_Excerpted passage_.
2018-10-09

sovay: (Lord Peter Wimsey: passion)
It is my birthday. I am thirty-seven years old. Last year I couldn't think of any characters my age except for Dean Priest, which was un-ideal, but this year I am as old as Waldo Butters the October he polka-puppeted a zombie tyrannosaur through the streets of Chicago:

"Screw up my life?" He stared at me for a second and then said, deadpan, "I'm a five-foot-three, thirty-seven-year-old, single Jewish medical examiner who needs to pick up his lederhosen from the cleaners so that he can play in a one-man polka band at Oktoberfest tomorrow." He pushed up his glasses with his forefinger, folded his arms and said, "Do your worst."

I can live with that.

_Task to complete_.
Continue the birthday post about turning thirty-seven, starting after its final line.

_Given entries_.

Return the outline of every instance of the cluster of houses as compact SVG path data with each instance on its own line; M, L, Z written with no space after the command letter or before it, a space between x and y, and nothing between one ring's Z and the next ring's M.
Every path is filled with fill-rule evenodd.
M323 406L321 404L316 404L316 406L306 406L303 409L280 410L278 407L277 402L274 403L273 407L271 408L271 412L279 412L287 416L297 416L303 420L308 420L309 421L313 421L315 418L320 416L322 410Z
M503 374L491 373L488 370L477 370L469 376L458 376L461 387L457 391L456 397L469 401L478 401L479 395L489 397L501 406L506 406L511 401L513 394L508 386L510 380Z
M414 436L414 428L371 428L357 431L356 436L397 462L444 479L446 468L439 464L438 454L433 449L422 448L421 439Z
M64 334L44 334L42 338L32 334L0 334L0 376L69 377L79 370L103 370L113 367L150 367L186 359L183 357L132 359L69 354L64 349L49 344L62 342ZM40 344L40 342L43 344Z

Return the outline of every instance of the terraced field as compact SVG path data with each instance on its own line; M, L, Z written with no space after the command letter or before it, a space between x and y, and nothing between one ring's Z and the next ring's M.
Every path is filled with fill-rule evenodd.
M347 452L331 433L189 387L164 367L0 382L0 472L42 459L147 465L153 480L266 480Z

_Result of the task_.
I spent my erev birthday with my family, who gave me the exhibition books for the New Bedford Whaling Museum's A Spectacle in Motion: The Grand Panorama of a Whaling Voyage 'Round the World (2018) and a CD of Black Belt Eagle Scout's Mother of My Children (2018). Charlotte made me a hand-drawn card in three colors. Today's actual birthday hoard includes Gemma Files' Spectral Evidence (2018), Renée Levine Melammed's An Ode to Salonika: The Ladino Verses of Bouena Sarfatty (2013), and the DVDs of the Glyndebourne Festival Opera's Die Meistersinger von Nürnberg that I watched on livestream at a stupidly early hour of the morning in 2011. Construction across the street at eight in the morning was not the gift I was hoping to receive from the City of Somerville, but I am pleased to see that the City of Boston is finally dredging its harbor to accommodate the larger container ships that now pass through the similarly deepened Panama Canal. I have a new review on Amazon, which makes me feel much less as though I had a book for a month and then it disappeared.

[personal profile] spatch is taking me to the sea.
sovay: (Lord Peter Wimsey: passion)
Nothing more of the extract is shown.